#### Extrait:
▼
La plupart des métavers actuels sont la propriété d’entreprises de jeux vidéo et des GAFAM qui rachètent systématiquement la concurrence afin de la centraliser en une seule entité ou quelques-unes compatibles entre elles. Nous surferons bientôt du Meta-Facebook au Meta-Google vers le Meta-Apple comme l’on passe d’un site web à un autre. Facebook (rebaptisé Meta-Facebook en 2021) affirme vouloir créer un monde alternatif, parallèle et perpétuel, dans lequel les utilisateurs pourront évoluer, se sociabiliser, travailler et se distraire en utilisant des avatars ; la société de Marc Zuckerberg compte investir 50 milliards de dollars US dans ce nouveau modèle. Jeff Bezos n’est pas en reste avec Amazon. Il a créé en 2020 son propre métavers dans un jeu vidéo baptisé New World. Idem avec Apple qui s’est engagé à la commercialisation d’un casque de réalité virtuelle à l’horizon 2022. Plus colossal encore, le projet Metaverse Seoul, du gouvernement Sud-Coréen, a pour vocation de faire entrer la ville dans le métavers : les résidents virtuels pourront visiter ses rues, assister à des festivals, faire leurs démarches administratives, aller dans des commerces avec possibilité de se les faire livrer leurs achats dans le monde réel, etc. Tout cela est prévu courant 2022.
▲
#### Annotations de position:
▼
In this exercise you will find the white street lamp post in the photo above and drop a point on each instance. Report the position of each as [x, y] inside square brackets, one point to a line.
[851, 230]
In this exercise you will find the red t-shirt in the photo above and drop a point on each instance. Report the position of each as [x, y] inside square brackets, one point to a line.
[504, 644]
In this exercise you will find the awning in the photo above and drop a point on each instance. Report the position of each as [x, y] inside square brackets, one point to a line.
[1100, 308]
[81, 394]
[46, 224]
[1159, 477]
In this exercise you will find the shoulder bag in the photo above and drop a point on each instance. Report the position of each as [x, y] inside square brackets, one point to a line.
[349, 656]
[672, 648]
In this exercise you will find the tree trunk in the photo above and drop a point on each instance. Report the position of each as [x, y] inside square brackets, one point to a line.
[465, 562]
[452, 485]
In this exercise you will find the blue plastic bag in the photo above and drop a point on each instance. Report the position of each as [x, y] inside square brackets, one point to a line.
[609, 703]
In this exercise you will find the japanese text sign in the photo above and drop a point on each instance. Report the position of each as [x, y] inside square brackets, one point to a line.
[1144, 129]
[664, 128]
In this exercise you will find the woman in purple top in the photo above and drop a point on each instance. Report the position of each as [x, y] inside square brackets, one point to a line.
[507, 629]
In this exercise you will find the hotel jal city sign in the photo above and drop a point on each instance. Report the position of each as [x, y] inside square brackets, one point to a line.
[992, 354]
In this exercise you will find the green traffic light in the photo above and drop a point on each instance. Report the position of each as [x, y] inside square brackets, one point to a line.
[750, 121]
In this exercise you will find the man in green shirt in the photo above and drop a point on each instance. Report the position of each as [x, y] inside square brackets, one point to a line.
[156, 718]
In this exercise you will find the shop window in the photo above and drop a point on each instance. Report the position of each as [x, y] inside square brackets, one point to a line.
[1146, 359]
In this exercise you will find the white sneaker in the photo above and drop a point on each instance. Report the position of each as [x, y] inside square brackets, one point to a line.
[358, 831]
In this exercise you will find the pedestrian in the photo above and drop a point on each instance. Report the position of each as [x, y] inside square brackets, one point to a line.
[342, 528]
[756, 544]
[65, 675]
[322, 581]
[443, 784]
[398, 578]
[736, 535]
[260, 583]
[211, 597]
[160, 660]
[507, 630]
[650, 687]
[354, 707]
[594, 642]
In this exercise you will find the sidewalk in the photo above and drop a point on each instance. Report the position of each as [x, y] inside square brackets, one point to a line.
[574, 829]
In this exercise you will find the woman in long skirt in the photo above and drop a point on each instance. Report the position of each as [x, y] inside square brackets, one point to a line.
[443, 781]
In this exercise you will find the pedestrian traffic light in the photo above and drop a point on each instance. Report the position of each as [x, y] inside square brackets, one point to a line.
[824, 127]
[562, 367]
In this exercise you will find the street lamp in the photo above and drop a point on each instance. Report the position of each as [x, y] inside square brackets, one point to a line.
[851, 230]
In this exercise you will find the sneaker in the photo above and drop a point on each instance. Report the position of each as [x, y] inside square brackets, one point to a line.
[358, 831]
▲
#### Ce que vous ferez:
#1 Réécrivez sous forme de liste le paragraphe de l'extrait sur les métavers qui commence par « La plupart des métavers actuels », en gardant ses faits principaux, s'il vous plaît.
#2 Donnez la suite de l'extrait sur les métavers à partir de sa dernière phrase.
La liste n'intervient en rien ici.

#### Résultats par tâche:
#1
- La plupart des métavers actuels appartiennent à des entreprises de jeux vidéo et aux GAFAM. Ces groupes rachètent la concurrence pour la centraliser en une seule entité ou en quelques-unes compatibles entre elles.
- On passera bientôt du Meta-Facebook au Meta-Google et au Meta-Apple comme d'un site web à un autre.
- Facebook, rebaptisé Meta-Facebook en 2021, veut créer un monde alternatif, parallèle et perpétuel. Les utilisateurs pourront y évoluer, se sociabiliser, travailler et se distraire au moyen d'avatars. La société de Marc Zuckerberg compte investir 50 milliards de dollars US dans ce modèle.
- Jeff Bezos, avec Amazon, a créé en 2020 son propre métavers dans un jeu vidéo baptisé New World.
- Apple s'est engagé à commercialiser un casque de réalité virtuelle à l'horizon 2022.
- Le projet Metaverse Seoul, du gouvernement sud-coréen, doit faire entrer la ville dans le métavers. Les résidents virtuels pourront visiter les rues, assister à des festivals, faire leurs démarches administratives et aller dans des commerces, avec livraison des achats dans le monde réel. Le tout est prévu courant 2022.

#2
Comprendre pour imaginer demain

Comprendre – Les mondes virtuels évoluaient principalement autour des jeux vidéo jusqu’en 2019. Certains d’entre nous y passaient un temps considérable ; la frontière demeurait toutefois sans équivoque entre un univers destiné aux jeux et la vie réelle. Pour autant, depuis les confinements successifs, certaines entreprises ont vu dans la réalité augmentée un moyen d’accroître leur puissance, réduisant par là-même les frontières entre virtuel et réalité. En avril 2020, lors du premier confinement mondial, la plateforme Fortnite a organisé des événements réels au sein même de son jeu ; le rappeur américain Travis Scott donna un concert diffusé dans le métavers du programme. Nombre de spectateurs ? Douze millions ! Autre exemple. Le jeu Roblox s’est associé à des grandes marques (Vans, Gucci…) afin de proposer aux joueurs un accès à la garde-robe qu’ils achètent dans la vraie vie, ainsi peuvent-ils en vêtir leur avatar. Il n’est d’ailleurs pas rare aujourd’hui que certains joueurs travaillent la journée pour convertir leur argent en crypto monnaie à dépenser dans un jeu, exactement comme d’autres personnes imaginent leur vie avec l’optique de la mettre en scène sur un réseau social : le numérique n’est plus un moyen, mais une fin en soi. On se mariera bientôt dans le métavers comme on le fait déjà à Las Vegas, avec possibilité de faire valider son engament au retour du voyage. Les enfants y étudieront autant qu’ils s’y divertissent déjà, et leurs parents y visiteront l’appartement dans lequel ils rêvent de s’installer.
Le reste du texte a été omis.